Texte:
L’EPS en intérieur interdite. Mais où la faire ?
Troisième mesure : les activités physiques en intérieur sont interdites aussi bien pour les activités scolaires qu’extrascolaires. Pour le Snep Fsu, syndicat ultra majoritaire des professeurs d’EPS, en hiver cela « revient à supprimer l’EPS ». Le syndicat juge que la bonne solution aurait du être des demi groupes, donc l’alternance que le ministre refuse de considérer. Dans le premier degré comme dans le second , cette annonce a fait réagir sur les réseaux sociaux où on se demande comment l’appliquer.
Une campagne de tests nécessaire
La dernière mesure est plus réaliste. Le ministre a annoncé 300 000 tests par semaine dans le second degré mais aussi, c’est nouveau, dans le premier degré dès 6 ans. Cette mesure permettra de détecter les élèves et enseignants contaminés (du moins parmi les volontaires). Mais le ministre ne change le traitement des déclarations d’infection que sur un point. Il promet d’envoyer une équipe de test dès le premier cas de covid déclaré. Mais apparemment rien ne change dans la déclaration des cas contacts. C’était une mesure attendue. De nombreux enseignants témoignent que l’éducation nationale ne se dote toujours pas de la politique de suivi sanitaire et d’isolement qui lui permettrait de réellement controler la diffusion de l’épidémie.
Réactions syndicales
Les syndicats, qui s’étaient mis d’accord pour demander une réelle anticipation de la situation et un réel non brassage des élèves, réagissent au plan gouvernemental. Le Snes Fsu parle « d’annonces insuffisantes » avec « toujours aucune mesure générale pour les collèges et une pression pour un retour à 100% présentiel en terminale au mépris de toute considération sanitaire ». » Des élèves seront absents, des enseignant.e.s seront absent.e.s, et spoiler il n’y a plus d’enseignant.e.s disponibles en nombre suffisant pour assurer des remplacements. Il faut intégrer cette réalité à l’organisation de l’année scolaire, il faut des recrutements », souligne C Nave-Bekhti, secrétaire générale du Sgen Cfdt sur Twitter. » Etalement du temps de passage à la cantine : les personnels savent que c’est souvent nécessaire pour assurer la distanciation. Ne rien dire de l’impact sur le travail des agents et sur l’organisation de l’enseignement pose problème. Il faudra vite avancer sur ces sujets… Prioriser la présence des élèves de terminale car il y a le baccalauréat : et si on adaptait les conditions d’évaluation pour donner de la sérénité à tous les élèves et aux enseignants ? Si on pensait l’ensemble de la scolarité de manière cohérente et intégrée ? ».
L’histoire scolaire des 12 derniers mois montre que le temps perdu ne se rattrape jamais et que les occasions ratées ne repassent pas. Alors que le développement de la pandémie est à un tournant en France, on peut dire que la contribution de l’Education nationale à son controle sera des plus modestes. On en connait les raisons. En dehors des lycéens, limiter la scolarisation aux autres niveaux a un effet sur l’économie que le gouvernement refuse. Il reste à voir si c’est la bonne politique y compris sur le plan économique.

Données fournies:
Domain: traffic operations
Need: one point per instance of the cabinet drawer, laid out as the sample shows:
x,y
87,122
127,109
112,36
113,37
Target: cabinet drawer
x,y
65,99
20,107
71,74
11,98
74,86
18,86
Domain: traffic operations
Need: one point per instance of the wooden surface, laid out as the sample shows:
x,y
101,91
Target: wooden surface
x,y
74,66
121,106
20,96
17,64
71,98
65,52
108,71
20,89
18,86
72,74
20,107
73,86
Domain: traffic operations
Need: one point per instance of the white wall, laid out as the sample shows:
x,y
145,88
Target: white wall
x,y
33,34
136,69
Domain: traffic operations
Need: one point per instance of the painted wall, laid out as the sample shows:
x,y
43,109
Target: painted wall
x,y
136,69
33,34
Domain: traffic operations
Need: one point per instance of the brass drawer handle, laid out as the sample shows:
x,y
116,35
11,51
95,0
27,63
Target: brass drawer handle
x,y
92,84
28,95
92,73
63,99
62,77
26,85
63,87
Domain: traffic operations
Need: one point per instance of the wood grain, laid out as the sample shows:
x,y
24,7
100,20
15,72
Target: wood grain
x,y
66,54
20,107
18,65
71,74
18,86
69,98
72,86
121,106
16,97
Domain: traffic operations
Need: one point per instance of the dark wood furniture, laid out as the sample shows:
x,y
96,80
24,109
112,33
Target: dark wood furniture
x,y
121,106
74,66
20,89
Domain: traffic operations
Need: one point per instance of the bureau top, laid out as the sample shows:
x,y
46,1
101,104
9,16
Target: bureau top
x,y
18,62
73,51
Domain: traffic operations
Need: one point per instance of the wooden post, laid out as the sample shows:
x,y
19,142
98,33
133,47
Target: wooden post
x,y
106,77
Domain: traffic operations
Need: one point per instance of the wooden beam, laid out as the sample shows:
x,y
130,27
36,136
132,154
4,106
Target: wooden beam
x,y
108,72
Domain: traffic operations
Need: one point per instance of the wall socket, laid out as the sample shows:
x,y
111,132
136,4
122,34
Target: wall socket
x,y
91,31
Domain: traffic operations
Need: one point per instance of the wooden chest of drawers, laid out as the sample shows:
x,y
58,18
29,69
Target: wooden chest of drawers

Consigne: Recopiez le passage du texte en commençant à "Troisième mesure : les" et en terminant à "demande comment l’appliquer.", mais remplacez "demi groupes" par "groupes réduits". Les données fournies ne servent pas pour cet exercice.

Corrigé:
Troisième mesure : les activités physiques en intérieur sont interdites aussi bien pour les activités scolaires qu’extrascolaires. Pour le Snep Fsu, syndicat ultra majoritaire des professeurs d’EPS, en hiver cela « revient à supprimer l’EPS ». Le syndicat juge que la bonne solution aurait du être des groupes réduits, donc l’alternance que le ministre refuse de considérer. Dans le premier degré comme dans le second , cette annonce a fait réagir sur les réseaux sociaux où on se demande comment l’appliquer.